# GOAL
Express every one of the entries below as a two-column CSV with the header row instruction,points, giving one row per entry. Put the entry's text in the instruction column and its answer in the points column, each as a single quoted field with line breaks replaced by spaces.

* Begin *

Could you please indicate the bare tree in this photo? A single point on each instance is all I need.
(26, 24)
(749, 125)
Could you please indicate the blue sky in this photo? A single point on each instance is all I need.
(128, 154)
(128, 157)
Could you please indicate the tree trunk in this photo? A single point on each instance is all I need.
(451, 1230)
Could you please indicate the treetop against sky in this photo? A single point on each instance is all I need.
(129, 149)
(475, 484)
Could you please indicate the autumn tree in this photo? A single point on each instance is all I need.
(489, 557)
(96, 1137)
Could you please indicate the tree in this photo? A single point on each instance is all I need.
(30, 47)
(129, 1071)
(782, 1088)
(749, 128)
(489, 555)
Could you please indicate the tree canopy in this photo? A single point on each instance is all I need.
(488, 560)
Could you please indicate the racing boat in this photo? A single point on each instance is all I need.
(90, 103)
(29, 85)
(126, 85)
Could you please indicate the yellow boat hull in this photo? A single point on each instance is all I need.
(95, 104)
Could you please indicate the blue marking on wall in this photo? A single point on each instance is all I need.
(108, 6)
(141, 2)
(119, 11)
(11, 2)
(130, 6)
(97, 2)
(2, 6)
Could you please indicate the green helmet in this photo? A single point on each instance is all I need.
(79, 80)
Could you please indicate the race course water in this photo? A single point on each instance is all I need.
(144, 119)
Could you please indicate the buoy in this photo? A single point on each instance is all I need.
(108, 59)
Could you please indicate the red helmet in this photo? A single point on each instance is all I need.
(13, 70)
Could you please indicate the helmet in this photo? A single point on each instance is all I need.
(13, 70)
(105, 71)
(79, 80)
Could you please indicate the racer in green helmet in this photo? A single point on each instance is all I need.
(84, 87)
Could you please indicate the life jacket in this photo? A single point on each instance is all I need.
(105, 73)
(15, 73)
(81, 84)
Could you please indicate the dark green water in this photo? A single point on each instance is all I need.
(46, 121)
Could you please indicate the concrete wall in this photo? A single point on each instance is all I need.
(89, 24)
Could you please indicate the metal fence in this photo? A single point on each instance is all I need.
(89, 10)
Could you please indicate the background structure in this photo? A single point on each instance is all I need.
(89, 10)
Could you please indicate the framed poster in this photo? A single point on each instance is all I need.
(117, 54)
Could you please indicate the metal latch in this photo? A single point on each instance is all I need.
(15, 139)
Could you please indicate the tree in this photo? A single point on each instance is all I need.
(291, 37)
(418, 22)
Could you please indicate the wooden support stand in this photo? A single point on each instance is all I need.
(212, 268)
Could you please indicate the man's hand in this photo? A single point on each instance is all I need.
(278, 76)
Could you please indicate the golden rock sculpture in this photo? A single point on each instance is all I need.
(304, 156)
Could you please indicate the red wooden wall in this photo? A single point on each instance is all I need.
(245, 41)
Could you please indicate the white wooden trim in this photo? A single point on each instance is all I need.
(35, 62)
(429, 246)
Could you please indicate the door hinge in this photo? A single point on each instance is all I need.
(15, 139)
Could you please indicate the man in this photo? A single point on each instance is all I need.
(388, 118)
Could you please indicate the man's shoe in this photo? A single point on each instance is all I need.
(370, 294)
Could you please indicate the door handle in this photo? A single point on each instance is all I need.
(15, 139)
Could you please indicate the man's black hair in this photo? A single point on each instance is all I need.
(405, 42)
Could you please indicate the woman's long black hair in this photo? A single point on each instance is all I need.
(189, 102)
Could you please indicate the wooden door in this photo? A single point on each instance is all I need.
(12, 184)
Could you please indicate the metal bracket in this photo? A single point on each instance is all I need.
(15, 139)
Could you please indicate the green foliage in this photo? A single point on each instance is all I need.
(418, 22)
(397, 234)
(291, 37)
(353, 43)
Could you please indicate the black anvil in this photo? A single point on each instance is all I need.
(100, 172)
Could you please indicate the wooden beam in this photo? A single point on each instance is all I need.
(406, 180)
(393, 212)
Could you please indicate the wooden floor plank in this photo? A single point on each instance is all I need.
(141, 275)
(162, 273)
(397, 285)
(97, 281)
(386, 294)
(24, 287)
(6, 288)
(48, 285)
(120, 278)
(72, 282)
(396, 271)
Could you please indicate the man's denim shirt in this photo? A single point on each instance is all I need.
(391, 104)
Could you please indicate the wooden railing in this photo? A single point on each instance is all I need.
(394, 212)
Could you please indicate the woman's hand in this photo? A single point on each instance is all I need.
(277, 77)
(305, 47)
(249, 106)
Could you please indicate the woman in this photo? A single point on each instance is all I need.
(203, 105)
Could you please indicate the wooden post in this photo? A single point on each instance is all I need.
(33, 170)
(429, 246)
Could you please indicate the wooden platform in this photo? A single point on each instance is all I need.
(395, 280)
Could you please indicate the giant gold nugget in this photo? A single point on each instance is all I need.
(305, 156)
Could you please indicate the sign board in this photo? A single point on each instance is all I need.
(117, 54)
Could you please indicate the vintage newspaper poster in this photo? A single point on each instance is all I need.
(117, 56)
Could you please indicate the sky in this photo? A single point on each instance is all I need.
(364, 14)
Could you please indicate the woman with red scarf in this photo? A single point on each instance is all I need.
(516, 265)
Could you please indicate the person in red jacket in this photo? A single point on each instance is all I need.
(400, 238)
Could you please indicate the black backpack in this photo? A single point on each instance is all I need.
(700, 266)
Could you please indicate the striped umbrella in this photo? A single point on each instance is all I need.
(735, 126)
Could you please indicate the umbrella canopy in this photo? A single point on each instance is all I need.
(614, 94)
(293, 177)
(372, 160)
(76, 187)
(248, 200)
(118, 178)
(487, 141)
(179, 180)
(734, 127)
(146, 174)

* End *

# RESULT
instruction,points
"Could you please indicate the bare tree in this photo? A single point on each instance is all I need.","(26, 24) (749, 125)"
"Could you please indicate the blue sky in this photo? A single point on each instance is all I need.","(128, 154) (128, 157)"
"Could you please indicate the tree trunk in this photo? A single point on each instance is all I need.","(451, 1230)"
"Could you please indicate the treetop against sky in this photo? A single point on each instance is all I need.","(129, 149) (475, 484)"
"Could you please indicate the autumn tree in this photo? A single point on each instance is all I need.","(489, 557) (96, 1137)"
"Could you please indicate the tree in this photo? A single point on each instance is all I need.","(30, 47) (129, 1071) (782, 1088) (749, 128) (489, 555)"
"Could you please indicate the tree canopy in this photo? A single point on each instance is all I need.","(488, 560)"
"Could you please indicate the racing boat in this photo? A single point on each instance is all I need.","(90, 103) (29, 85) (126, 85)"
"Could you please indicate the yellow boat hull in this photo? A single point on each instance is all I need.","(95, 104)"
"Could you please indicate the blue marking on wall in this photo? A single point on each instance is all I need.","(108, 6) (141, 2) (119, 11) (11, 2) (130, 6) (97, 2) (2, 6)"
"Could you please indicate the green helmet in this photo? A single point on each instance is all I need.","(79, 80)"
"Could you please indicate the race course water in this photo? A single point on each instance is all I need.","(144, 119)"
"Could you please indicate the buoy in this photo? A single point on each instance is all I need.","(108, 59)"
"Could you please indicate the red helmet in this photo? A single point on each instance is all I need.","(13, 70)"
"Could you please indicate the helmet in this photo? A single point on each instance is all I need.","(13, 70) (105, 71) (79, 80)"
"Could you please indicate the racer in green helmet in this photo? A single point on each instance is all I need.","(84, 87)"
"Could you please indicate the life jacket in this photo? A single point on each instance is all I need.","(105, 73) (15, 73) (81, 84)"
"Could you please indicate the dark green water in this photo? A single point on each instance is all I need.","(46, 121)"
"Could you please indicate the concrete wall in this photo? A single point on each instance is all I need.","(89, 24)"
"Could you please indicate the metal fence in this photo? A single point on each instance is all I need.","(89, 10)"
"Could you please indicate the background structure in this photo? A single point on each instance is all I need.","(89, 10)"
"Could you please indicate the framed poster in this photo? A single point on each instance is all I need.","(117, 54)"
"Could you please indicate the metal latch in this photo? A single point on each instance is all I need.","(15, 139)"
"Could you please indicate the tree in this photo? A single point on each instance is all I need.","(291, 37) (418, 22)"
"Could you please indicate the wooden support stand in this photo? A single point on each instance is all I need.","(212, 268)"
"Could you please indicate the man's hand in this photo? A single point on each instance is all I need.","(278, 76)"
"Could you please indicate the golden rock sculpture in this photo? A single point on each instance is all I need.","(304, 156)"
"Could you please indicate the red wooden wall in this photo? A single point on each instance is all I need.","(245, 41)"
"Could you please indicate the white wooden trim in this photo? A single point on each instance is all I need.","(35, 62) (429, 246)"
"Could you please indicate the door hinge in this photo? A single point on each instance is all I need.","(15, 139)"
"Could you please indicate the man in this photo? A single point on each instance is all I need.","(388, 118)"
"Could you please indicate the man's shoe in this photo? A single point on each instance is all I need.","(370, 294)"
"Could you please indicate the door handle in this photo? A single point on each instance is all I need.","(15, 139)"
"Could you please indicate the man's black hair in this photo? A single point on each instance is all I need.","(405, 42)"
"Could you please indicate the woman's long black hair in this photo? A single point on each instance is all I need.","(189, 102)"
"Could you please indicate the wooden door in this photo? A single point on each instance is all I need.","(12, 184)"
"Could you please indicate the metal bracket in this photo? A single point on each instance is all I need.","(15, 139)"
"Could you please indicate the green foliage in this photo? A single point on each instance is all I need.","(418, 22) (397, 234) (291, 37) (353, 43)"
"Could you please indicate the black anvil in this photo? A single point on each instance is all I need.","(100, 172)"
"Could you please indicate the wooden beam in this photo? A single point on each instance is all I need.","(406, 180) (393, 212)"
"Could you please indicate the wooden floor plank in this photo? A single point on each instance is all I need.","(141, 275) (162, 273) (397, 285) (97, 281) (386, 294) (24, 287) (6, 288) (48, 285) (120, 278) (72, 282) (396, 271)"
"Could you please indicate the man's denim shirt in this photo? A single point on each instance is all I need.","(391, 104)"
"Could you please indicate the wooden railing in this photo? A single point on each instance is all I need.","(394, 212)"
"Could you please indicate the woman's hand in this photo? A single point on each instance is all I need.","(277, 77) (305, 47) (249, 106)"
"Could you please indicate the woman in this photo? A single point on each instance is all I need.","(203, 105)"
"Could you please indicate the wooden post in this photo? A single point on each instance is all I need.","(33, 170) (429, 246)"
"Could you please indicate the wooden platform in this photo? A single point on each instance is all I need.","(395, 280)"
"Could you please indicate the giant gold nugget in this photo? A single point on each instance is all I need.","(305, 156)"
"Could you please indicate the sign board in this photo? A single point on each instance is all I need.","(117, 54)"
"Could you please indicate the vintage newspaper poster in this photo? A single point on each instance is all I need.","(117, 56)"
"Could you please indicate the sky in this photo? A single point on each instance is all I need.","(364, 14)"
"Could you please indicate the woman with red scarf in this photo? A single point on each instance is all I need.","(516, 265)"
"Could you please indicate the person in red jacket in this photo? A single point on each instance is all I need.","(400, 238)"
"Could you please indicate the black backpack in this photo? A single point on each instance is all I need.","(700, 266)"
"Could you please indicate the striped umbrella in this photo? A single point on each instance is all I need.","(735, 126)"
"Could you please indicate the umbrella canopy in this photo? A single point on each instance is all I need.","(614, 94) (293, 177) (372, 160) (76, 187) (248, 200) (118, 178) (487, 141) (179, 180) (734, 127) (146, 174)"